Rows
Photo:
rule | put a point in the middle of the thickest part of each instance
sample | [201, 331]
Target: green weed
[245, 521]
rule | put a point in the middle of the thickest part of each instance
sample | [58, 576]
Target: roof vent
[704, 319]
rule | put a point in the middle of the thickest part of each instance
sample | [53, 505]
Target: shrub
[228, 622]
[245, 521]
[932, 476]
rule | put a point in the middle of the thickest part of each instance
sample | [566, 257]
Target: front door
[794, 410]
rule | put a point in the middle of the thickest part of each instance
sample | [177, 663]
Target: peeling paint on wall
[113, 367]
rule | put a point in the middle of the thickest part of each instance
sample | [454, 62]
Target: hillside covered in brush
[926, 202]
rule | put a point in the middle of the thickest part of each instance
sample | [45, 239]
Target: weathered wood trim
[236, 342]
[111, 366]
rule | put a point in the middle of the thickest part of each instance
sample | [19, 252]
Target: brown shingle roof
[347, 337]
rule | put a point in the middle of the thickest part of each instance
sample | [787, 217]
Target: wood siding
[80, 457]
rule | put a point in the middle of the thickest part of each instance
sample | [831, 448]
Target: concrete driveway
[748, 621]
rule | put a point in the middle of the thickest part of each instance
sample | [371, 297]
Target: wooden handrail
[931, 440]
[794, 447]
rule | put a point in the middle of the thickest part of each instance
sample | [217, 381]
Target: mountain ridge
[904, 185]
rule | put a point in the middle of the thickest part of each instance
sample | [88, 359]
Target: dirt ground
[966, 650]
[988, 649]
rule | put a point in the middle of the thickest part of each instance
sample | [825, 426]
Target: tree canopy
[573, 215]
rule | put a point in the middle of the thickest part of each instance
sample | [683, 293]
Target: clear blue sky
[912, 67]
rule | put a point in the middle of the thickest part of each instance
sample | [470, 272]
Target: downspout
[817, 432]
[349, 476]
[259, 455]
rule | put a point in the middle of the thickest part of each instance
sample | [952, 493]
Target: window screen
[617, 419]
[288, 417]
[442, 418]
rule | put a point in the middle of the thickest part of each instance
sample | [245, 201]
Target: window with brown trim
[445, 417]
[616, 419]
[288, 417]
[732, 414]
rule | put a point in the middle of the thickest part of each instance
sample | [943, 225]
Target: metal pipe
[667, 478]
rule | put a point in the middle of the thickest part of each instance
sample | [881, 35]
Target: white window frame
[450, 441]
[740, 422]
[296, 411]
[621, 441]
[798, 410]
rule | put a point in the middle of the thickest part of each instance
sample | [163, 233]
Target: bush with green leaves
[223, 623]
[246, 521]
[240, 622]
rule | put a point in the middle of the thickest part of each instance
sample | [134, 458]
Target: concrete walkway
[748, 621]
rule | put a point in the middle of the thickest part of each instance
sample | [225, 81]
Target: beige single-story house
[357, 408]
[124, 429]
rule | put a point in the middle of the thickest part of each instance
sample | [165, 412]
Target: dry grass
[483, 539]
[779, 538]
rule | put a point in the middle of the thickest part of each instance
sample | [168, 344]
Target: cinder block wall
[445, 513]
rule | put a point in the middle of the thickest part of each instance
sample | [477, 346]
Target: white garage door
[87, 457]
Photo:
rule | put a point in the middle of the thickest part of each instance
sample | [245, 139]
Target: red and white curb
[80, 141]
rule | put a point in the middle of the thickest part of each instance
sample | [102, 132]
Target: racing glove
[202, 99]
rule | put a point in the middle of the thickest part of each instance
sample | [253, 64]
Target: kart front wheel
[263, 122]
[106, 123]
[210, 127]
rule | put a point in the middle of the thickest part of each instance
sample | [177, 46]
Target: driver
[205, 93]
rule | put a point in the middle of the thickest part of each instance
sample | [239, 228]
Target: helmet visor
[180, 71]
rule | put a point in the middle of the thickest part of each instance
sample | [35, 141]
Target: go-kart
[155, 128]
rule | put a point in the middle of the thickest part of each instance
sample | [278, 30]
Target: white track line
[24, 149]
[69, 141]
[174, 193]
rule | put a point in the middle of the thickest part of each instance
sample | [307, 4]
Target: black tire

Written task
Write out every line exactly as it stands.

Solution below
Photo:
rule | put a point in the middle of the thickest part of each instance
sample | [201, 331]
Target: green weed
[245, 521]
rule | put a point in the middle of the thickest part of each instance
sample | [58, 576]
Target: roof vent
[704, 319]
rule | put a point in the middle of the thickest part of each instance
sample | [53, 505]
Target: shrub
[228, 622]
[245, 521]
[932, 476]
rule | put a point in the middle of the thickest part of each instance
sample | [566, 257]
Target: front door
[794, 410]
rule | put a point in the middle of the thickest part of each instance
sample | [177, 663]
Target: peeling paint on wall
[113, 367]
rule | put a point in the middle of the thickest part of each instance
sample | [454, 62]
Target: hillside covered in brush
[926, 202]
rule | put a point in the middle of the thickest part of each instance
sample | [45, 239]
Target: weathered wood trim
[236, 342]
[111, 366]
rule | put a point in the middle of the thickest part of each instance
sample | [19, 252]
Target: brown shingle roof
[347, 337]
rule | put a point in the middle of the thickest part of each instance
sample | [787, 217]
Target: wood siding
[80, 457]
rule | put a point in the middle of the thickest part of each instance
sample | [831, 448]
Target: concrete driveway
[748, 621]
rule | put a point in the middle of the thickest part of each instance
sample | [371, 297]
Target: wooden handrail
[931, 440]
[794, 447]
rule | put a point in the middle of the thickest part of each instance
sample | [217, 381]
Target: mountain ridge
[904, 185]
rule | put a point in the middle of the thickest part of each instance
sample | [88, 359]
Target: dirt ground
[966, 650]
[988, 649]
rule | put a point in the middle of the thickest part of each instance
sample | [825, 426]
Target: tree canopy
[573, 215]
rule | put a point in the middle of the thickest part of each instance
sample | [683, 293]
Target: clear blue sky
[912, 67]
rule | put a point in the middle of the thickest part of each instance
sample | [470, 272]
Target: downspout
[817, 432]
[349, 476]
[259, 455]
rule | put a point in the middle of the thickest part of each instance
sample | [952, 493]
Target: window screen
[617, 419]
[288, 417]
[442, 418]
rule | put a point in the middle of the thickest part of each instance
sample | [245, 201]
Target: window with brown trim
[445, 417]
[616, 419]
[288, 417]
[732, 414]
rule | put a point in the middle of the thickest part of each instance
sample | [943, 225]
Target: metal pipe
[667, 478]
rule | put a point in the middle of the thickest part of each instance
sample | [881, 35]
Target: white window frame
[450, 441]
[740, 422]
[296, 411]
[621, 441]
[798, 410]
rule | put a point in the middle of the thickest part of each instance
sample | [163, 233]
Target: bush with green leaves
[223, 623]
[246, 521]
[240, 622]
rule | put a point in the middle of the thickest part of each instance
sample | [134, 458]
Target: concrete walkway
[748, 621]
rule | put a point in the middle of the thickest part of each instance
sample | [225, 81]
Target: beige single-story house
[357, 408]
[124, 429]
rule | put a point in the middle of the thickest part of each instance
sample | [165, 412]
Target: dry grass
[483, 539]
[779, 538]
rule | put a point in the middle of the thickest part of each instance
sample | [168, 344]
Target: cinder block wall
[445, 513]
rule | put a point in the middle of the thickest part of each instance
sample | [477, 346]
Target: white garage door
[87, 457]
Photo:
rule | put a point in the middle of the thickest part of each instance
sample | [245, 139]
Target: red and white curb
[80, 141]
rule | put a point in the middle of the thickest part of each instance
sample | [102, 132]
Target: racing glove
[202, 99]
rule | put a point in the middle of the thickest part of each instance
sample | [253, 64]
Target: kart front wheel
[263, 122]
[106, 123]
[210, 127]
rule | put a point in the middle of the thickest part of each instance
sample | [177, 46]
Target: driver
[205, 93]
rule | put a point in the middle of the thickest part of each instance
sample | [239, 228]
Target: helmet visor
[180, 71]
rule | put a point in the middle of the thickest part of each instance
sample | [35, 141]
Target: go-kart
[155, 128]
rule | put a point in the middle of the thickest part of each instance
sample | [278, 30]
Target: white track line
[24, 149]
[69, 141]
[174, 193]
rule | put a point in the middle of the thickest part of each instance
sample | [307, 4]
Target: black tire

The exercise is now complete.